On Wed, 23 Oct 2024, Jason Merrill wrote:

> On 10/23/24 10:20 AM, Patrick Palka wrote:
> > On Tue, 22 Oct 2024, Marek Polacek wrote:
> > 
> > > Bootstrapped/regtested on x86_64-pc-linux-gnu, ok for trunk?
> > > 
> > > -- >8 --
> > > This patch implements C++26 Pack Indexing, as described in
> > > <https://wg21.link/P2662R3>.
> > > 
> > > The issue discussing how to mangle pack indexes has not been resolved
> > > yet <https://github.com/itanium-cxx-abi/cxx-abi/issues/175> and I've
> > > made no attempt to address it so far.
> > > 
> > > Rather than introducing a new template code for a pack indexing, I'm
> > > adding a new operand to EXPR_PACK_EXPANSION to store the index; for
> > > TYPE_PACK_EXPANSION, I'm stashing the index into TYPE_VALUES_RAW.  This
> > 
> > What are the pros and cons of reusing TYPE/EXPR_PACK_EXPANSION instead
> > of creating two new tree codes for these operators (one of whose
> > operands would itself be a bare TYPE/EXPR_PACK_EXPANSION)?

────────────────

- [Set task 1] Rewrite the pack indexing patch discussion between "On Wed, 23 Oct" and "ok for trunk?", inclusive, replacing "wrote" with "replied".
- [Set task 2] In the pack indexing patch discussion, where does the patch store the index for TYPE_PACK_EXPANSION?
- [Set task 3] Resume the pack indexing patch discussion after its final sentence.

────────────────

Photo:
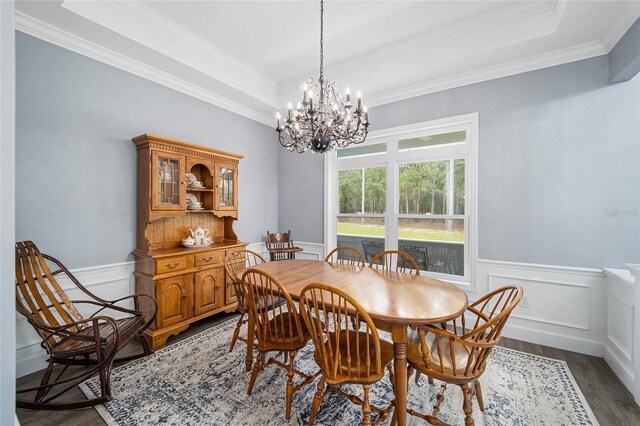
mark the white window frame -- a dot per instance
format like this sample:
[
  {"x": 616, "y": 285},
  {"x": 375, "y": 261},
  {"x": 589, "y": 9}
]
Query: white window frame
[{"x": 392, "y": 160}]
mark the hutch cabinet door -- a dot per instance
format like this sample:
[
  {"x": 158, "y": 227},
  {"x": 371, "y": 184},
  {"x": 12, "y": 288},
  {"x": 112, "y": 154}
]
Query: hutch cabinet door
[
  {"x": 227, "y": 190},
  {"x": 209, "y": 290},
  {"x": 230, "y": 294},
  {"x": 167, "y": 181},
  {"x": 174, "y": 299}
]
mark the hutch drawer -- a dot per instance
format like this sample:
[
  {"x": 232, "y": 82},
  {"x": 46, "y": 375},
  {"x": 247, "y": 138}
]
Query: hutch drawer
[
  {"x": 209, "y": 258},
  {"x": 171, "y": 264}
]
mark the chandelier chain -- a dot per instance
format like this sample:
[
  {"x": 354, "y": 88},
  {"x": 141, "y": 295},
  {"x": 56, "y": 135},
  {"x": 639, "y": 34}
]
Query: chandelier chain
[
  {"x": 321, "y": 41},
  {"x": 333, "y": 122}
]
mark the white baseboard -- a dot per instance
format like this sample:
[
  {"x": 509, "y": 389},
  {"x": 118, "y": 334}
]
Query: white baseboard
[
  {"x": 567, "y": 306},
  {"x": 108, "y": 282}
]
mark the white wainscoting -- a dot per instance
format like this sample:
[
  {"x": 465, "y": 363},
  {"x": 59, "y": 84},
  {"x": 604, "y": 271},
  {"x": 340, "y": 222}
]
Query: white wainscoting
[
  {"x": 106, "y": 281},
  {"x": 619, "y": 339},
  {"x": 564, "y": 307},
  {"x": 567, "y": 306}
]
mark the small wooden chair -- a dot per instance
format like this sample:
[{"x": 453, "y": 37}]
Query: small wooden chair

────────────────

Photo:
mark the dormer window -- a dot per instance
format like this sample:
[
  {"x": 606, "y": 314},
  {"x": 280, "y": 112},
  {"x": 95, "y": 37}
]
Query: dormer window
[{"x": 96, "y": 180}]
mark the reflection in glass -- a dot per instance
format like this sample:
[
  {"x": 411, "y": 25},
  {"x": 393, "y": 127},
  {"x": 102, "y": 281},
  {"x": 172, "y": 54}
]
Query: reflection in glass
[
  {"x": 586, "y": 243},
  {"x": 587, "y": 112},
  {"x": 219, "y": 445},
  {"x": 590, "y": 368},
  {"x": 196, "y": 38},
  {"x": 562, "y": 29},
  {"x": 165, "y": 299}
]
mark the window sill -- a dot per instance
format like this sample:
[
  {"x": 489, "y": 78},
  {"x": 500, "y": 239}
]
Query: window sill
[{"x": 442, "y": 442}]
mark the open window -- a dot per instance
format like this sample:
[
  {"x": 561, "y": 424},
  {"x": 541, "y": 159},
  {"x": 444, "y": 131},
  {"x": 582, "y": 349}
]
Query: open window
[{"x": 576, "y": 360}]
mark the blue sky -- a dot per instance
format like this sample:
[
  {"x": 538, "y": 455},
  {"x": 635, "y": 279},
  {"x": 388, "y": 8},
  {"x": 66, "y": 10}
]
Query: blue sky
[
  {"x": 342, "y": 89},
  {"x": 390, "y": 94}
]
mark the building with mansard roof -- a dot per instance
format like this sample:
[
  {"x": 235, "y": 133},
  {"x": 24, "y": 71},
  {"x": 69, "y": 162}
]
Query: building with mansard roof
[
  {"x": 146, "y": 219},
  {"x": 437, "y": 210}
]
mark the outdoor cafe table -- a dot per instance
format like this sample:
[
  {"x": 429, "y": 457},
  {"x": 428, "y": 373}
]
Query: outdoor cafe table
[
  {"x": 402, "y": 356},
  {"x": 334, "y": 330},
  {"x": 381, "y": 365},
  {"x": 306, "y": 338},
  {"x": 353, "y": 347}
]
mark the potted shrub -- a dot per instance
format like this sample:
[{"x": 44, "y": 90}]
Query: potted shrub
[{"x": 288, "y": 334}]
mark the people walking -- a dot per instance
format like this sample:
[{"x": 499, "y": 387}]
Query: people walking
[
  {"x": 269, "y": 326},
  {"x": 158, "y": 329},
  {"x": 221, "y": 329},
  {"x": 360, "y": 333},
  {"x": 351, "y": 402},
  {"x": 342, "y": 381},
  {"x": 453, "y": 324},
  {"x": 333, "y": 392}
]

────────────────

- [Written answer 1]
On Wed, 23 Oct 2024, Jason Merrill replied:

> On 10/23/24 10:20 AM, Patrick Palka replied:
> > On Tue, 22 Oct 2024, Marek Polacek replied:
> > 
> > > Bootstrapped/regtested on x86_64-pc-linux-gnu, ok for trunk?

- [Written answer 2] In TYPE_VALUES_RAW.

- [Written answer 3]
> > 
> > I feel a little iffy at first glance about reusing these tree codes
> > since it muddles what "kind" of tree they are: currently they represent
> > a _vector_ or types/exprs (which is reflected by their tcc_exceptional
> > class), and with this approach they can now also represent a single
> > type/expr (despite their tcc_exceptional class), depending on whether
> > PACK_EXPANSION_INDEX is set.

Oops, I just noticed that TYPE/EXPR_PACK_EXPANSION are tcc_type/expr
rather than tcc_exceptional, somewhat surprisingly.  I must've been
thinking about ARGUMENT_PACK_SELECT which is tcc_exceptional.  But I
guess conceptually they still represent a vector of types/exprs rather
than a single type/expr currently.

> 
> Yeah, I made a similar comment.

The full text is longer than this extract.